→ DATA:
[Begin]
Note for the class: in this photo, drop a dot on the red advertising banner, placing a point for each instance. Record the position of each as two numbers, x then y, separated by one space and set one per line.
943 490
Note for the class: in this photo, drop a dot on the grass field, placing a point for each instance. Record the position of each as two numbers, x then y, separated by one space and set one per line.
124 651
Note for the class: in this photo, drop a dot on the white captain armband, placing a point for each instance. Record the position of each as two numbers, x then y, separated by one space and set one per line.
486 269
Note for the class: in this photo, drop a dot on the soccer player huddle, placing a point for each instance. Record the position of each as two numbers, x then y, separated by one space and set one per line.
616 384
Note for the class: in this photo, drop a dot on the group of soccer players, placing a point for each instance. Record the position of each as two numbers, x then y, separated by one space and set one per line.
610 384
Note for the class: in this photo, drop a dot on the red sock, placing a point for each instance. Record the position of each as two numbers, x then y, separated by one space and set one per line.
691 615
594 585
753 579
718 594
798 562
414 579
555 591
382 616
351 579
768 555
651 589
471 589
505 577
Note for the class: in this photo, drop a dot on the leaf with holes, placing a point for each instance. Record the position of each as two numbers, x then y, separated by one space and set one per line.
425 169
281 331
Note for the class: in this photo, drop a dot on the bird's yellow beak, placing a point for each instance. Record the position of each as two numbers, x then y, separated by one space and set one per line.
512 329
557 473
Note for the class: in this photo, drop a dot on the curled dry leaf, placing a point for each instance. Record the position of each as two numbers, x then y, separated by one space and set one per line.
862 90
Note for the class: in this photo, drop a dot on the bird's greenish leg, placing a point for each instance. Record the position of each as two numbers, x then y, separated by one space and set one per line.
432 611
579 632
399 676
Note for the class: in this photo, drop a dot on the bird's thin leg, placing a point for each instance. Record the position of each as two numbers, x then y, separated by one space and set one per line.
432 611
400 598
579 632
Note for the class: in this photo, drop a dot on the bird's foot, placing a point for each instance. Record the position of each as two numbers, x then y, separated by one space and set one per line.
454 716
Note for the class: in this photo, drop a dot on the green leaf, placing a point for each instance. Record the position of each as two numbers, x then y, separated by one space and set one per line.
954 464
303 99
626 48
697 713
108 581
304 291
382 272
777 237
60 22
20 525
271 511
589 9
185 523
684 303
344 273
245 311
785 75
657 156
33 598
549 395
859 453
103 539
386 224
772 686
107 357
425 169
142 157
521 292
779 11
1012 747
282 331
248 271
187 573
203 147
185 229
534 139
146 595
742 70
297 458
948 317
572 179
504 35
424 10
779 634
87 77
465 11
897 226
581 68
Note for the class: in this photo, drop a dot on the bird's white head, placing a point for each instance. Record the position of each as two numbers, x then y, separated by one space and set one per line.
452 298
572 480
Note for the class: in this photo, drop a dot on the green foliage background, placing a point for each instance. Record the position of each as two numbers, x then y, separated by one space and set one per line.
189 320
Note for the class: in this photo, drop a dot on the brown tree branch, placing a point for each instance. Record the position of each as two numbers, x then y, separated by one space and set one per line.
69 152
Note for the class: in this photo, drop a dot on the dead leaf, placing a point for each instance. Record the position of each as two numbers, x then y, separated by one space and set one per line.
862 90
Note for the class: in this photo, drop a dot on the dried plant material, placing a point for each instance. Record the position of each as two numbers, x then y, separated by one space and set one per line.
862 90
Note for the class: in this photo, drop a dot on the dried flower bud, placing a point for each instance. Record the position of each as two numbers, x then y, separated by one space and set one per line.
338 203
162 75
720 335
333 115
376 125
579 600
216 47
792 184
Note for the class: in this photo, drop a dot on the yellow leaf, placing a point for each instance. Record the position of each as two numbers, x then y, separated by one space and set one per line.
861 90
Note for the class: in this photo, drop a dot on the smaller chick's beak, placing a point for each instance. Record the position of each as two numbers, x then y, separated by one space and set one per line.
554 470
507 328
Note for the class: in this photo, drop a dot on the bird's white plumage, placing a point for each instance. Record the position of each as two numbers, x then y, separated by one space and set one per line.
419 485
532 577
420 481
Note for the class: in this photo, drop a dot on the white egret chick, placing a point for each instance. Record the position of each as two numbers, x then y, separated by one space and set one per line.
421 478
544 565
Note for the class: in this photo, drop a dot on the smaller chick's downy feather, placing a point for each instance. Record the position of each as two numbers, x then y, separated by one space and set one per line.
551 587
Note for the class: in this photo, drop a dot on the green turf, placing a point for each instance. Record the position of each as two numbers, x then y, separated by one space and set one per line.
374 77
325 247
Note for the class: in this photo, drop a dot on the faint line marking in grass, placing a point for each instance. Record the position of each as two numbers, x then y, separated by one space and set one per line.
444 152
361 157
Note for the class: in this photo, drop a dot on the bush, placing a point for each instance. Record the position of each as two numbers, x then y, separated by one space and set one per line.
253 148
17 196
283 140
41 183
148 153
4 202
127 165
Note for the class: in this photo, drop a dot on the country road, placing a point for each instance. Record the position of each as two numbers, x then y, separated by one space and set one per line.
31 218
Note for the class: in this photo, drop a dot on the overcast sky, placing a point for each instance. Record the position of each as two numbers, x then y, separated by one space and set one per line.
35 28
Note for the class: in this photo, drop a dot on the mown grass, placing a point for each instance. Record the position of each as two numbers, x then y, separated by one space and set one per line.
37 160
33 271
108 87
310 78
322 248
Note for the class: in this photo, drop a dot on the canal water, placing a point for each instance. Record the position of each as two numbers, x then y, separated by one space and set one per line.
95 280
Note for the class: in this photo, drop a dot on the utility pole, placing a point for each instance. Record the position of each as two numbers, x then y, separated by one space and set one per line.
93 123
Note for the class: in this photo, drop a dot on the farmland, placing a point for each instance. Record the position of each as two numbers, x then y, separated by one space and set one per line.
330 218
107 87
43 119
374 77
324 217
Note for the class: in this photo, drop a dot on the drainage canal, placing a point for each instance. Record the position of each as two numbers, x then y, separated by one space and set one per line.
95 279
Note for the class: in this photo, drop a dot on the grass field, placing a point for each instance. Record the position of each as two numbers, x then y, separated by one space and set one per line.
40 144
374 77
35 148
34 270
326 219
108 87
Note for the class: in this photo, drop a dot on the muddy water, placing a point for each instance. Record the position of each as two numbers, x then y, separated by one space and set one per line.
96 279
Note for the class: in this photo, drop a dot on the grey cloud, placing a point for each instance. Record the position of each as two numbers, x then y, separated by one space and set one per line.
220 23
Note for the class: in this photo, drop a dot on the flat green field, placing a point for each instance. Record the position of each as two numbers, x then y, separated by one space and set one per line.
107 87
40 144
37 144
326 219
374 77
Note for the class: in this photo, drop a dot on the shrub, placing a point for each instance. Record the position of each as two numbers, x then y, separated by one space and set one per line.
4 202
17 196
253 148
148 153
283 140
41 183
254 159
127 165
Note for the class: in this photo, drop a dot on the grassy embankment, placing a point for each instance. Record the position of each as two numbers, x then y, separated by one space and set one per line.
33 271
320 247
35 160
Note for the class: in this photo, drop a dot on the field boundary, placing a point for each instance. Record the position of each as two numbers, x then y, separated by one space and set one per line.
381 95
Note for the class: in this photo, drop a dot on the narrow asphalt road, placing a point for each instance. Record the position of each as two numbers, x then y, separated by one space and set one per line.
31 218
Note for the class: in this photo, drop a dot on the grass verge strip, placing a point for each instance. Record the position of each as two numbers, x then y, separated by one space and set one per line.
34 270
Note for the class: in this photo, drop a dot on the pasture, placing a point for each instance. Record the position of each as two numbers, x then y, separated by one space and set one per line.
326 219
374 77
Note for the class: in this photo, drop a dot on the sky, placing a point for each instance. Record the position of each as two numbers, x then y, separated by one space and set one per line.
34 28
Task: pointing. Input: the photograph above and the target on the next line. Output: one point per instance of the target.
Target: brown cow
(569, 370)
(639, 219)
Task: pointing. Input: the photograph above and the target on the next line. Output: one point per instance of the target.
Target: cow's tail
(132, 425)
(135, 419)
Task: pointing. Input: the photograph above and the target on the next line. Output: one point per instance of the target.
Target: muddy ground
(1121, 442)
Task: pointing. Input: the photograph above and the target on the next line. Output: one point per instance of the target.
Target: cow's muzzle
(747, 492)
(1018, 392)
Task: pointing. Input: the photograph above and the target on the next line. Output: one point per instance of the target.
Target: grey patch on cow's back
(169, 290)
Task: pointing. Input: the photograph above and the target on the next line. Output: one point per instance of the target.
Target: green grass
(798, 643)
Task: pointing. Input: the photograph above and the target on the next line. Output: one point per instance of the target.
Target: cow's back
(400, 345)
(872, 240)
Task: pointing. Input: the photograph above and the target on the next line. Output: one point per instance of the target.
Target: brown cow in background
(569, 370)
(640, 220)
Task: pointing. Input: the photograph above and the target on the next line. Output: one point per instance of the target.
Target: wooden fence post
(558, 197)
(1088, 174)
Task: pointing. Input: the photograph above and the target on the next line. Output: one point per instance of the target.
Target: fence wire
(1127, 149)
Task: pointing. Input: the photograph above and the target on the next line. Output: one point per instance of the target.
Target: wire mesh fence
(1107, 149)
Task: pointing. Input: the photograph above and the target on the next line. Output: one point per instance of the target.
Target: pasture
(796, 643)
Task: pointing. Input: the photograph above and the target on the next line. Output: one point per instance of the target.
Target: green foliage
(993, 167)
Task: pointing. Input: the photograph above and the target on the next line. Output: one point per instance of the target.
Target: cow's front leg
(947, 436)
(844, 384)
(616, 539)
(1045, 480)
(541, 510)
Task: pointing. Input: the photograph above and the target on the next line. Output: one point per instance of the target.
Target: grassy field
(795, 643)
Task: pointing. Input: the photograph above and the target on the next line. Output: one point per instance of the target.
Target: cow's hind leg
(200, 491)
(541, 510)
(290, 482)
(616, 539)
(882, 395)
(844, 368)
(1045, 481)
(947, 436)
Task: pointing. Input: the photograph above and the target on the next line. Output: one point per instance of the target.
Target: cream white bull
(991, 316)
[End]
→ TASK TO COMPLETE:
Count the lines in the data above that contain the string "water", and reply with that number alone.

→ RESULT OF THIS TASK:
2